_DATA LINES_:
>>>>>
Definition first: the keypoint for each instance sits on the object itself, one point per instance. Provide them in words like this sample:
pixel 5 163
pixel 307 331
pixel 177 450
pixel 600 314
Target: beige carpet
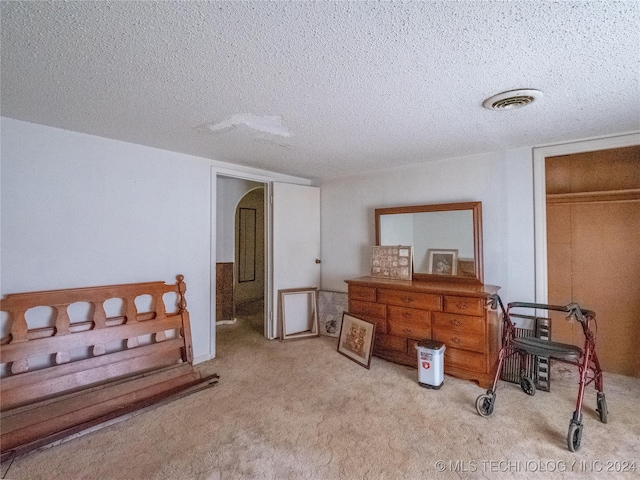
pixel 300 410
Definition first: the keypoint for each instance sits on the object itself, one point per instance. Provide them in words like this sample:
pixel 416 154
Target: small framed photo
pixel 356 339
pixel 443 261
pixel 466 267
pixel 298 313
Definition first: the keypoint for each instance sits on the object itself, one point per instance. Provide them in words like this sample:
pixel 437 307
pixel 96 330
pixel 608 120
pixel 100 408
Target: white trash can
pixel 430 363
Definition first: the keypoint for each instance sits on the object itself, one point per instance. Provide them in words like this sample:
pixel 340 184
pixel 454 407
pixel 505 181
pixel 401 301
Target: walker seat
pixel 584 358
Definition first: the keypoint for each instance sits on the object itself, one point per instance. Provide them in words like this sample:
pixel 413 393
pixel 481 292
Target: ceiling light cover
pixel 512 99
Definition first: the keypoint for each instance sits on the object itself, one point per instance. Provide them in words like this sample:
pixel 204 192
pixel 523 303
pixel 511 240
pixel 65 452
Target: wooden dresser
pixel 406 312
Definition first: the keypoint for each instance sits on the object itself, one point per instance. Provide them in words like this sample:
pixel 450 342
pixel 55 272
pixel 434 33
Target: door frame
pixel 267 179
pixel 540 155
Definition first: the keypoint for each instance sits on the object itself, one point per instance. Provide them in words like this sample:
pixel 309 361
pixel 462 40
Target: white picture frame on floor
pixel 298 313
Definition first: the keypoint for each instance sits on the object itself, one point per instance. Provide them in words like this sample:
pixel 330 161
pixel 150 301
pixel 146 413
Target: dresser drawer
pixel 476 362
pixel 460 340
pixel 458 323
pixel 427 301
pixel 414 330
pixel 464 305
pixel 390 343
pixel 367 294
pixel 408 315
pixel 368 309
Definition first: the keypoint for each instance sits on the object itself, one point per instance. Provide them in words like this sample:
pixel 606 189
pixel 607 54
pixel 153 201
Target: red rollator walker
pixel 585 359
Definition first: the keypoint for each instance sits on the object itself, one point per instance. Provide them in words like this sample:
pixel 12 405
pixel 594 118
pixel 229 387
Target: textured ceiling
pixel 318 89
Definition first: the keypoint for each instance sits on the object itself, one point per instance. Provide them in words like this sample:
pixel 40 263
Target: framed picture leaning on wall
pixel 356 339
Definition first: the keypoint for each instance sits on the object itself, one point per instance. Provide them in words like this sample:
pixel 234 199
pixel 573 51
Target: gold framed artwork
pixel 392 261
pixel 443 261
pixel 356 339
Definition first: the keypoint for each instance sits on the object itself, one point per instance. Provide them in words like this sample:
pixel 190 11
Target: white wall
pixel 502 181
pixel 79 210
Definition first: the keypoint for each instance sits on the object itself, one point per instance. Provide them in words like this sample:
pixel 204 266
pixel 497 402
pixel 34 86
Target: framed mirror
pixel 446 239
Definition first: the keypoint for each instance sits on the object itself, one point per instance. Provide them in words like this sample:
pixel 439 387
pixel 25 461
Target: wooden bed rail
pixel 67 374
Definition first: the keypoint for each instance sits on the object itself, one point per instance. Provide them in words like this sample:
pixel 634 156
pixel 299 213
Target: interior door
pixel 296 242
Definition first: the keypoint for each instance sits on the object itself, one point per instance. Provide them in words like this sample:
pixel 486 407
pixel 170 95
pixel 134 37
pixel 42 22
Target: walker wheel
pixel 527 385
pixel 602 408
pixel 574 436
pixel 485 403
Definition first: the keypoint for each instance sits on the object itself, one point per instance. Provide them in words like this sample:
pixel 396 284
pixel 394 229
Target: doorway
pixel 249 285
pixel 240 250
pixel 588 196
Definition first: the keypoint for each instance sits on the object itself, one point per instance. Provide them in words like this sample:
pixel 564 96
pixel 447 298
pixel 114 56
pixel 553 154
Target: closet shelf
pixel 629 195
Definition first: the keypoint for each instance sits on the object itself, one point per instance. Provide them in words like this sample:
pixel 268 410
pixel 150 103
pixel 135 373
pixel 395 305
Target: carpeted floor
pixel 300 410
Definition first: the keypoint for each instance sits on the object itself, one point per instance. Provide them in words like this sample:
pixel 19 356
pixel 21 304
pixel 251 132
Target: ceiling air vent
pixel 511 99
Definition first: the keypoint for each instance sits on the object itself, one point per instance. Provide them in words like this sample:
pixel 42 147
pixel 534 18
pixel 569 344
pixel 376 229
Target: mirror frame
pixel 476 209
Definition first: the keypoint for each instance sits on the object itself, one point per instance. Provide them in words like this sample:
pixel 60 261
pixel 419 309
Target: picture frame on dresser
pixel 356 339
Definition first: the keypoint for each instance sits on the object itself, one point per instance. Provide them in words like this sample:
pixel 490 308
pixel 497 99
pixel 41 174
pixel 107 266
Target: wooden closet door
pixel 593 234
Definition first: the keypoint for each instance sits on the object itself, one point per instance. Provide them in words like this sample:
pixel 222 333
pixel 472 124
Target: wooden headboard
pixel 62 374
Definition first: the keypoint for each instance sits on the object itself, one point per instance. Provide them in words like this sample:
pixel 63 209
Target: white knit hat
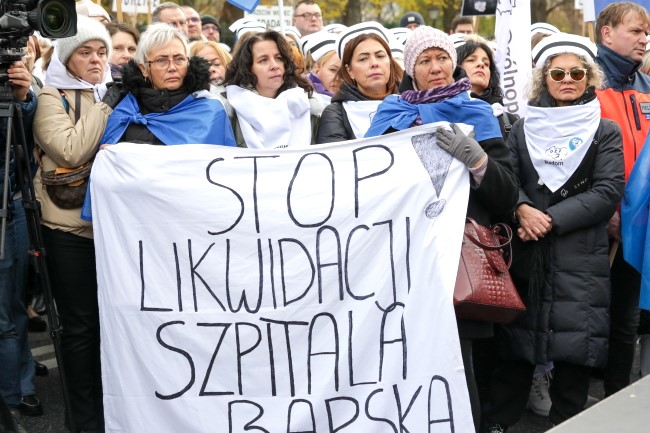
pixel 91 9
pixel 543 28
pixel 562 43
pixel 87 30
pixel 359 29
pixel 423 38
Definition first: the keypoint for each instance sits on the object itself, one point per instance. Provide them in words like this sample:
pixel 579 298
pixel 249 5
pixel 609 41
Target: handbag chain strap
pixel 495 241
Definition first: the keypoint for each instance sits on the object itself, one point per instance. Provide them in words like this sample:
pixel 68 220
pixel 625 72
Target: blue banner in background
pixel 599 5
pixel 635 232
pixel 246 5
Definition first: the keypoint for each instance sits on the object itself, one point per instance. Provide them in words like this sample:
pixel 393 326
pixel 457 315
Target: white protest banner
pixel 512 32
pixel 136 6
pixel 270 15
pixel 281 291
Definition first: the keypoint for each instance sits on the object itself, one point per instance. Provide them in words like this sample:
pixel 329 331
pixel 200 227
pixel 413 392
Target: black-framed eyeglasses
pixel 163 62
pixel 576 74
pixel 309 16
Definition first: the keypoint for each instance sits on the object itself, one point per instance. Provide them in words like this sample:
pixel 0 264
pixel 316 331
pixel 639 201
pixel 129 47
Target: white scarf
pixel 268 123
pixel 58 77
pixel 360 114
pixel 558 138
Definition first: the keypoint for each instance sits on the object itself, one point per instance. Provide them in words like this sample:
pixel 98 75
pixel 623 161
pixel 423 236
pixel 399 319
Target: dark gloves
pixel 115 93
pixel 462 147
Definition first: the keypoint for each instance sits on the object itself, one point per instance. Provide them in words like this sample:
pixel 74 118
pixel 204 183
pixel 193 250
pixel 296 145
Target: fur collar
pixel 197 78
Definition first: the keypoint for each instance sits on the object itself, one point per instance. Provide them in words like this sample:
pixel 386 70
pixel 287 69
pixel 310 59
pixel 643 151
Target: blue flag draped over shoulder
pixel 634 221
pixel 396 113
pixel 195 120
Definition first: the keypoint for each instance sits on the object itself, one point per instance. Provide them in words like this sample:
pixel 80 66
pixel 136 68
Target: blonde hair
pixel 595 77
pixel 223 55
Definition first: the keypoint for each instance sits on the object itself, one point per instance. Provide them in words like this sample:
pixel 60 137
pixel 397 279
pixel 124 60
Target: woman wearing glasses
pixel 170 92
pixel 569 164
pixel 216 56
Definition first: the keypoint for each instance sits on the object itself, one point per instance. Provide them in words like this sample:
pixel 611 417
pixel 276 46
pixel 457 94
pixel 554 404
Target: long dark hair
pixel 395 71
pixel 467 49
pixel 239 71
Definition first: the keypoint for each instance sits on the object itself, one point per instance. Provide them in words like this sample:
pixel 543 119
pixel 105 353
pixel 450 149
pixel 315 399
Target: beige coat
pixel 66 144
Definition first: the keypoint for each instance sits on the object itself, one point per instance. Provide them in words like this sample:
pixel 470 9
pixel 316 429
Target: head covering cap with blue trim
pixel 563 43
pixel 335 28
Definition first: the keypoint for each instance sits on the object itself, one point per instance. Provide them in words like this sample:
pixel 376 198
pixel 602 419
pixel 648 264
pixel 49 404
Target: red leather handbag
<<<<<
_EXERCISE_: Gather every line of the records that contains the word "dark", matching its case.

_WRITTEN ANSWER_:
Target: dark gloves
Target: long dark hair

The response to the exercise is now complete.